**Request**
Pull out every line in the items below that contains the word "audience", and copy each of those lines in full.

════════════════════

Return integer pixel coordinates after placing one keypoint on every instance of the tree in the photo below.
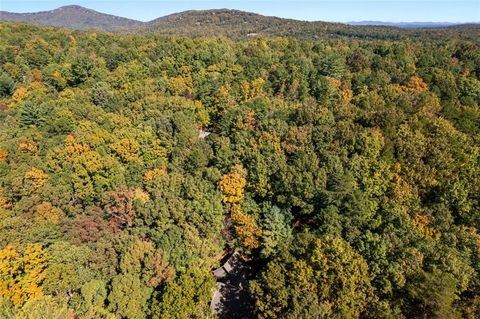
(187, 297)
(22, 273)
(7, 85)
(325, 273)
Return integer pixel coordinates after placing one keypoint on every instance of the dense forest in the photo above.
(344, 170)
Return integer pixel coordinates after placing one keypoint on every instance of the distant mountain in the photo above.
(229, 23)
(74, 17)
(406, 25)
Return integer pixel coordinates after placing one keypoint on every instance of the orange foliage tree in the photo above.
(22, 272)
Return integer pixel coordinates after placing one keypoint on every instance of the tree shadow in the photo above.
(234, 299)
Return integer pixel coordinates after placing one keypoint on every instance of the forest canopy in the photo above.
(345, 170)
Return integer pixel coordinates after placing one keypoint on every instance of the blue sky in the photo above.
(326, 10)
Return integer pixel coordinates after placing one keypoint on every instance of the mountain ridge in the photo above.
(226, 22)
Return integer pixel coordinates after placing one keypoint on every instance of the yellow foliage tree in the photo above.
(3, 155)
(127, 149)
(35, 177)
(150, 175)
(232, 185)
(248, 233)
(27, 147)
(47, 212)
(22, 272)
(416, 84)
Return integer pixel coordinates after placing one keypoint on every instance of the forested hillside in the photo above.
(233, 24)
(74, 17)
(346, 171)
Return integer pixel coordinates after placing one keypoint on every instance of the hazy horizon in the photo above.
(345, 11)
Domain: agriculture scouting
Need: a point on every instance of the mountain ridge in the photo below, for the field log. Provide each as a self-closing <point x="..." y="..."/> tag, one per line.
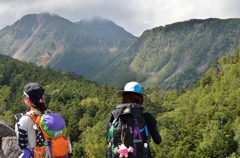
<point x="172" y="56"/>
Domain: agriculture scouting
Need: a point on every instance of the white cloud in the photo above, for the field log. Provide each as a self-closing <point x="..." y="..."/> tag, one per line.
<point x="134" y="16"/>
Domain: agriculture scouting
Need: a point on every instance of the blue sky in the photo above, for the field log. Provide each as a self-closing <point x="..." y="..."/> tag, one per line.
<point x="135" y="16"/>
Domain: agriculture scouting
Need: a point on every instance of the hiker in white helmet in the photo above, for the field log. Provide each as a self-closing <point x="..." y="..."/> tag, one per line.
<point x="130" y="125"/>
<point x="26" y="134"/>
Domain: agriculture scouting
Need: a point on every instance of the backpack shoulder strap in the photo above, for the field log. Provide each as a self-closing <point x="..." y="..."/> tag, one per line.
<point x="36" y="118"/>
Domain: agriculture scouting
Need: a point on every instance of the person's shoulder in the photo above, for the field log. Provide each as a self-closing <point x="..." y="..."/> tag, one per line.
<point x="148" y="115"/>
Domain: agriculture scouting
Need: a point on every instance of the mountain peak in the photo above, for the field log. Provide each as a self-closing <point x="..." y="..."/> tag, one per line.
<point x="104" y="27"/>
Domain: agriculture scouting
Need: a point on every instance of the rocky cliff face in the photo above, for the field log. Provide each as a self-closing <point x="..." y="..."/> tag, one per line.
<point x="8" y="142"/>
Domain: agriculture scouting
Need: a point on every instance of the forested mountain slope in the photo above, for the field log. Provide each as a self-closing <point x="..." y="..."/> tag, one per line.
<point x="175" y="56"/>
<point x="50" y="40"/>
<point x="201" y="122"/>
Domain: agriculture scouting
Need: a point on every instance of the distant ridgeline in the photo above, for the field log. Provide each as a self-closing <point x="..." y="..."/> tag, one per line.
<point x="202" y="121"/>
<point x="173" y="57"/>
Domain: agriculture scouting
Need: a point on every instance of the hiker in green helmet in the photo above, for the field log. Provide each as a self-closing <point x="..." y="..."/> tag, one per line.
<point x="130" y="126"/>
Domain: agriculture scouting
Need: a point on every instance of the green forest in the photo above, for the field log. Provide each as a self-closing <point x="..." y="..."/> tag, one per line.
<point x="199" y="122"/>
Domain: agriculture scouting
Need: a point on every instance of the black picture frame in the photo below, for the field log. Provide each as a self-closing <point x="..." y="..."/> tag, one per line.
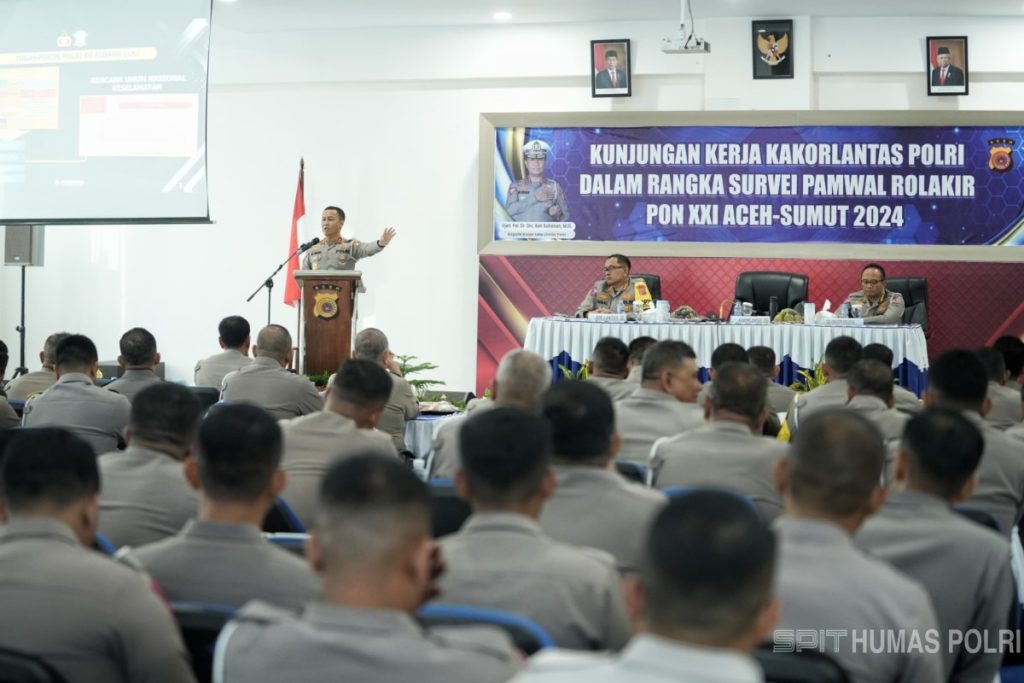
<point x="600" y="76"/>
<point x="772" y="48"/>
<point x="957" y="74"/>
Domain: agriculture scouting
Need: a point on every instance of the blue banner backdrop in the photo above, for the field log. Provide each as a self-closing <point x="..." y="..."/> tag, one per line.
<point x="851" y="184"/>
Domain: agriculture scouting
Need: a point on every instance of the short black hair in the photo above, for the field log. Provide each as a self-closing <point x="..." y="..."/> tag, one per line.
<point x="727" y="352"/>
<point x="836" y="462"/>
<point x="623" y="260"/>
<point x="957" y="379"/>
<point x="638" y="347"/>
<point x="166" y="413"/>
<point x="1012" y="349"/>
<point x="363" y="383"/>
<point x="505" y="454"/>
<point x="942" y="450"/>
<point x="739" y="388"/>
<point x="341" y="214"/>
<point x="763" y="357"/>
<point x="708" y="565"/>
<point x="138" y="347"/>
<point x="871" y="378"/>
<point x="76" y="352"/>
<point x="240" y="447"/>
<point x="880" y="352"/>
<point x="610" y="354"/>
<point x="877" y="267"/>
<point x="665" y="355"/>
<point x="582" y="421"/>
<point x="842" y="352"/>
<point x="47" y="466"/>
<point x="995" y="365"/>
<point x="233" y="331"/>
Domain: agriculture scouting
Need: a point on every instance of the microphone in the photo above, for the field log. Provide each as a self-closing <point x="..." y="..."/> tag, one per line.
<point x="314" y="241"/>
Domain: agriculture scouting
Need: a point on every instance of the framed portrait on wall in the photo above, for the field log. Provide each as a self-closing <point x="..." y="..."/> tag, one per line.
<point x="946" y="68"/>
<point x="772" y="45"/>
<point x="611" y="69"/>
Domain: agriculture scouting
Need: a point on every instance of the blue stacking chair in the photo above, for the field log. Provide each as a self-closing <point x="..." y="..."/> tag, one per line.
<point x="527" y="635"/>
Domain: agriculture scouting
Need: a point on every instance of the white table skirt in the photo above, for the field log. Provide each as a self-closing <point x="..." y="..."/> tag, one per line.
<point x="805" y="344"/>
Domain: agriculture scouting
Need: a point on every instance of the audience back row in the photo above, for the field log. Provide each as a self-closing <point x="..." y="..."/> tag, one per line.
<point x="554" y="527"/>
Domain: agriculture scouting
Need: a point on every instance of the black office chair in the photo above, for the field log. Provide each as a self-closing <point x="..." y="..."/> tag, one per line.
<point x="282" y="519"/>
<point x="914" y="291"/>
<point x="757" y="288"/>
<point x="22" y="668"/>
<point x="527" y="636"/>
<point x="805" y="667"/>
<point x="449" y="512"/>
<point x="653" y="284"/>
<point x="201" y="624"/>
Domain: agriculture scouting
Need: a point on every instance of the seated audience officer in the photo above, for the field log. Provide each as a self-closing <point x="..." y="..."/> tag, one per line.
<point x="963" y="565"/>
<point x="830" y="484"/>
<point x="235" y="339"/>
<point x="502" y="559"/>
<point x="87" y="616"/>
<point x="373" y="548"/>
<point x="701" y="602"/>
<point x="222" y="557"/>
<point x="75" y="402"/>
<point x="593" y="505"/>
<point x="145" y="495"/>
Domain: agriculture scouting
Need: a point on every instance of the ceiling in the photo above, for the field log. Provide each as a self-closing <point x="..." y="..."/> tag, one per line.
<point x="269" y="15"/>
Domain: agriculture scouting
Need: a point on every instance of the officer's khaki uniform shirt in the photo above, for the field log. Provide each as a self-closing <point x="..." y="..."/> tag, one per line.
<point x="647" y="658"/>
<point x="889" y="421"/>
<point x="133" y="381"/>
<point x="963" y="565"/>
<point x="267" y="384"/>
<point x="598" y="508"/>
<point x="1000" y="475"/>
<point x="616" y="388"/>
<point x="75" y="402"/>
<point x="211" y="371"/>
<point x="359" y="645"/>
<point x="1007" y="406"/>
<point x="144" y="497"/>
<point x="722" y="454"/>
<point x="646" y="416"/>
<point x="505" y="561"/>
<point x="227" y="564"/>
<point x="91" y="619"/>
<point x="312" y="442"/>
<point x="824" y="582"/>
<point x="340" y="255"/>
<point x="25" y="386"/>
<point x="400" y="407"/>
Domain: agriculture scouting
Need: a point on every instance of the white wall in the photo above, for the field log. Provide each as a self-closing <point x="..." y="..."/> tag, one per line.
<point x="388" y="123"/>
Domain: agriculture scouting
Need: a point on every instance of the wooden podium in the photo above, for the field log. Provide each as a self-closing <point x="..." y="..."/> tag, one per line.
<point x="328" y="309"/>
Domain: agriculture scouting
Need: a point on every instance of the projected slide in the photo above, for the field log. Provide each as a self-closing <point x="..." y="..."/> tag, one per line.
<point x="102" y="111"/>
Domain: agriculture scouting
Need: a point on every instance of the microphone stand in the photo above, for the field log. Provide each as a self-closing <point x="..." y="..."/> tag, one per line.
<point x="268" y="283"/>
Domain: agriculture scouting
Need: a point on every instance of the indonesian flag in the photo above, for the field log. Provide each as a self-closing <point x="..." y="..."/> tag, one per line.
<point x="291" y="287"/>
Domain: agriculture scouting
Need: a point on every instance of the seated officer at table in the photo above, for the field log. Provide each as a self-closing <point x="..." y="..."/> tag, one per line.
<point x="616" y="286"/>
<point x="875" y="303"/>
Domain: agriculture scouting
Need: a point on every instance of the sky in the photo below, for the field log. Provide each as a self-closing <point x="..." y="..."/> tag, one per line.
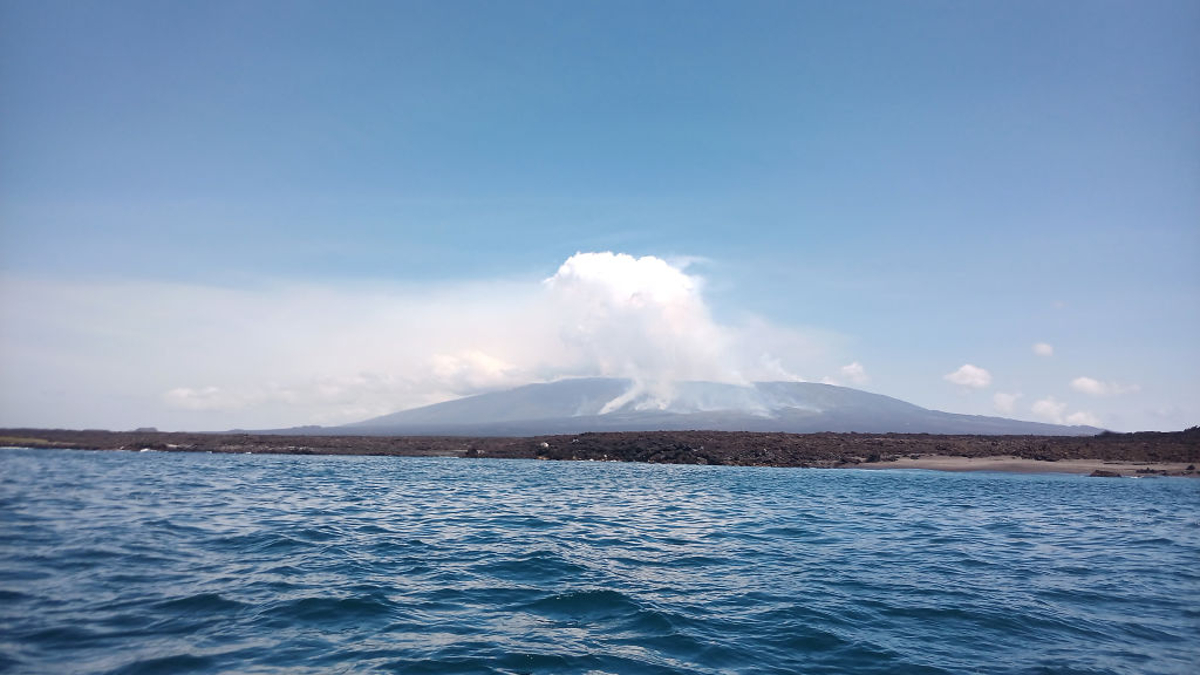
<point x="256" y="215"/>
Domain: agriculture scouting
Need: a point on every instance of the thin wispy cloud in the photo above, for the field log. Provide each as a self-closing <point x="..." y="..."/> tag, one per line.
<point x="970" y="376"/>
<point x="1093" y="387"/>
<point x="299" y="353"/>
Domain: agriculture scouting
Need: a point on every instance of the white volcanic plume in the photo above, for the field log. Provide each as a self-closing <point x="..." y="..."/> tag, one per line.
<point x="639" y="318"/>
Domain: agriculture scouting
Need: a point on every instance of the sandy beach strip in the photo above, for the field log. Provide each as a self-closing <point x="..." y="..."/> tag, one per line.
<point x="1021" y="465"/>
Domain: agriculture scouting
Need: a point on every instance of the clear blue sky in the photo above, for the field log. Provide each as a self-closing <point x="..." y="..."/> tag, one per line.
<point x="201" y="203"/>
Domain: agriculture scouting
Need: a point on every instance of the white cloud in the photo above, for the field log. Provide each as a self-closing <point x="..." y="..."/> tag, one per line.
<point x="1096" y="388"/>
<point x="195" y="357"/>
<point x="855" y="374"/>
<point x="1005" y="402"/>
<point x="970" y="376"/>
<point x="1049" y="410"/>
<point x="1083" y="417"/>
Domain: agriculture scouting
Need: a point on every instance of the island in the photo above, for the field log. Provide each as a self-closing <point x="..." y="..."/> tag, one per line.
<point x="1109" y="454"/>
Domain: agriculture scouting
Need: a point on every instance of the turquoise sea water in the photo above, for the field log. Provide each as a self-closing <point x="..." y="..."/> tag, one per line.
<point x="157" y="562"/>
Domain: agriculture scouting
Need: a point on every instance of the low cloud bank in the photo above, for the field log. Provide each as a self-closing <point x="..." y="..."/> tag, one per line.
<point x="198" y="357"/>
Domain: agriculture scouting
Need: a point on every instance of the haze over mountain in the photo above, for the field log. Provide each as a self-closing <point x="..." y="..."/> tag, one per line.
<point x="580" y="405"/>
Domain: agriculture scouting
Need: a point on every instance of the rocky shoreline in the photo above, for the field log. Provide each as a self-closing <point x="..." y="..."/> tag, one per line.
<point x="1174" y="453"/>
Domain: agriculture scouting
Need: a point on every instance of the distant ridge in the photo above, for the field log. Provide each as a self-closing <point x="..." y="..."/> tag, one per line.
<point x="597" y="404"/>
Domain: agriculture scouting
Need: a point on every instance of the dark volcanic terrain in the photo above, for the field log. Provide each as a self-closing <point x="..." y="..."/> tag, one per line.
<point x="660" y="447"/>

════════════════════

**Task solution**
Need: a point on every instance of the audience back row in the photo above, for the field log. Provide each as a self-closing <point x="..." y="..."/> tag, one per line.
Need: a point on every instance of the seated audience officer in the photo above, for the field log. Provide each as a self-closing <point x="..." y="..."/> tag, one per line.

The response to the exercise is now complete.